__SELECTED TEXT__:

----------

Katie Shepherd, national advocacy counsel with the American Immigration Council, a group that advocates for immigrants and files lawsuits on their behalf, said they're hoping to learn more about the allegations through attorneys because ICE’s historic "lack of transparency" makes it hard for them to truly know what’s happening inside immigration detention centers.

"I would not be surprised if there are similar fact patterns in other corners of the ICE detention system," she said. "But obviously we want to learn more."

U.S. Rep. Pramila Jayapal, D-Wash., who has been leading the congressional response to the allegations, said the complaint also raises questions about how ICE ensures that detainees consent to medical procedures. She said Homeland Security agents have a long history of forcing immigrants to sign all kinds of documents — dropping immigration court appeals, submitting to voluntary deportations — without having a translator present or fully understanding what they’re signing. Those questionable consent procedures would be even more disturbing, she said, if they led to partial or full hysterectomies.

"I'm concerned that the stories that the women tell may be quite different from what the medical records say," Jayapal said. "Even if the medical record says, 'We did x, y and z,' if the women haven't been informed or much less consented to (a procedure), where they don’t have any clue what they’re signing…that is significant."

A 2019 USA TODAY investigation into the federal government’s increasing use of private prison companies and local jails to house civil immigration detainees revealed systemic problems in the medical care provided to those detainees. An analysis of inspection reports highlighted problems at several facilities and court documents showed multi-million dollar settlements paid to detainees who were mistreated while in custody.

Most of the complaints focused on a lack of access to medical care, with one detainee saying her breast cancer returned after she was unable to get cancer medication while in custody and a civil rights organization creating a specialized medical team to respond to the growing medical complaints from ICE detainees.

----------

[Extracted records]
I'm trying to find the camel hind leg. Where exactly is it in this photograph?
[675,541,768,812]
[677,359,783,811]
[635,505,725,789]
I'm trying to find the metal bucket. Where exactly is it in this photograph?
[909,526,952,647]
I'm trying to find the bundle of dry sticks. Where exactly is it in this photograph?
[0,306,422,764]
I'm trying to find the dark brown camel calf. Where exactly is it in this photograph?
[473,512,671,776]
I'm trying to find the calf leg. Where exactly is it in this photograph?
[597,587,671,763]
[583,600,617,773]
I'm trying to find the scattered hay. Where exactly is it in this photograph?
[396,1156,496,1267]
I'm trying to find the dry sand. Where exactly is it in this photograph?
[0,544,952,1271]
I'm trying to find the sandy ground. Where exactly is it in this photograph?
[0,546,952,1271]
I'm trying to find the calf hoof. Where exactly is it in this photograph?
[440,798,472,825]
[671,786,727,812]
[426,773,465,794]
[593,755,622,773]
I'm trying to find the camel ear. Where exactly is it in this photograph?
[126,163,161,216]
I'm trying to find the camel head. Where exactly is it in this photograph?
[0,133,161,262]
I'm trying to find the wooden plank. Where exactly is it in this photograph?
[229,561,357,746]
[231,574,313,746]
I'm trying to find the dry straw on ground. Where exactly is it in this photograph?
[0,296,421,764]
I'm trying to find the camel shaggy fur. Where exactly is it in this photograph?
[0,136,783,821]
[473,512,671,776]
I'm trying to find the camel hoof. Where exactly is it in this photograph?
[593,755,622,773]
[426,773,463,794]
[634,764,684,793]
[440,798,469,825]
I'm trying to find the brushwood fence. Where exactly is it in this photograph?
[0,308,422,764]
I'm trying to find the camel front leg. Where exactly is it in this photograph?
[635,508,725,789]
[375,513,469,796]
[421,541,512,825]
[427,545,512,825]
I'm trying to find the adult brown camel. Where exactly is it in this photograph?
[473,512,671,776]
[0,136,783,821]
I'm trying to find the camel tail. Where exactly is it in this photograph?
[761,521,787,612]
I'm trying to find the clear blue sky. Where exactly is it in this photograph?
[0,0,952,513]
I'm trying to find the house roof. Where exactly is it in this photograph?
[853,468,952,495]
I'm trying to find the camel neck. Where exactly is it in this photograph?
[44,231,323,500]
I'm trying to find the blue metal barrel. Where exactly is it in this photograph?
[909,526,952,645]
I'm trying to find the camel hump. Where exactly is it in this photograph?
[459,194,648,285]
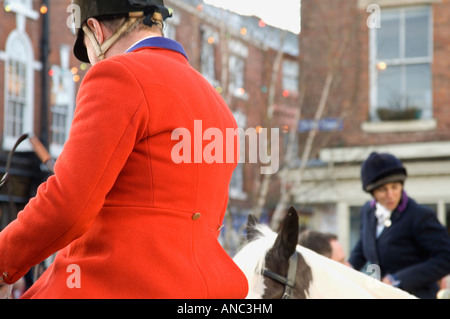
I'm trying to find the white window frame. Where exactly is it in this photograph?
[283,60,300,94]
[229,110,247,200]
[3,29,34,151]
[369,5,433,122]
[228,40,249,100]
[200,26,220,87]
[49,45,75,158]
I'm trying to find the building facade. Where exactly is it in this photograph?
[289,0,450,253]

----------

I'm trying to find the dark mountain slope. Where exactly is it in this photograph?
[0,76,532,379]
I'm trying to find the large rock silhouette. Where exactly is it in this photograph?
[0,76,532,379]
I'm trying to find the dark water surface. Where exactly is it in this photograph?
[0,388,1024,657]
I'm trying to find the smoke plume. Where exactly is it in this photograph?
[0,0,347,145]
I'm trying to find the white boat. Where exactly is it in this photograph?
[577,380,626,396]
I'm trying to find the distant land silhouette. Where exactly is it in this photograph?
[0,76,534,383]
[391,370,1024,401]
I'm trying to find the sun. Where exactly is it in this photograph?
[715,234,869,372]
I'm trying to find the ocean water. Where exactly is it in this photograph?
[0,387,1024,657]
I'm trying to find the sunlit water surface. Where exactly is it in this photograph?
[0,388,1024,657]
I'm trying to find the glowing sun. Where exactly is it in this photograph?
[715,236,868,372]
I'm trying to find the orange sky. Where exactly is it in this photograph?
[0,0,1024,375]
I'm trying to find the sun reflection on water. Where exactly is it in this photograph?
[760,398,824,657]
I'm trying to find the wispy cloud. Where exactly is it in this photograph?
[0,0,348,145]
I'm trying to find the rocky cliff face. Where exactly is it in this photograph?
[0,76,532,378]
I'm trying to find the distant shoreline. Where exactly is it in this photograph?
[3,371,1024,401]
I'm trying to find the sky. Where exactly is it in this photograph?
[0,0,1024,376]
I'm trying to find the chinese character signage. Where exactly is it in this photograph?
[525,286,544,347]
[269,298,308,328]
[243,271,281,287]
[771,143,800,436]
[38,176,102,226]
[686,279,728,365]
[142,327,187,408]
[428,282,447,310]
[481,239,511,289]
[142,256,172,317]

----------

__TASK A__:
Duplicate the passage of the article on ICE detention that begins at the words "Katie Shepherd, national" and stops after the words "immigration detention centers.".
__TASK B__:
Using the article on ICE detention, decide whether each statement agrees with it. For each, answer yes or no and quote the deciding words. (i) Katie Shepherd works for the American Immigration Council. (ii) The USA TODAY investigation into detainee medical care took place in 2020. (iii) Pramila Jayapal is a Democrat from Washington.
The extracted records are separate material, unrelated to the article on ICE detention.

__EXERCISE OUTPUT A__:
Katie Shepherd, national advocacy counsel with the American Immigration Council, a group that advocates for immigrants and files lawsuits on their behalf, said they're hoping to learn more about the allegations through attorneys because ICE’s historic "lack of transparency" makes it hard for them to truly know what’s happening inside immigration detention centers.

__EXERCISE OUTPUT B__:
(i) Yes: "Katie Shepherd, national advocacy counsel with the American Immigration Council"
(ii) No: "A 2019 USA TODAY investigation"
(iii) Yes: "U.S. Rep. Pramila Jayapal, D-Wash."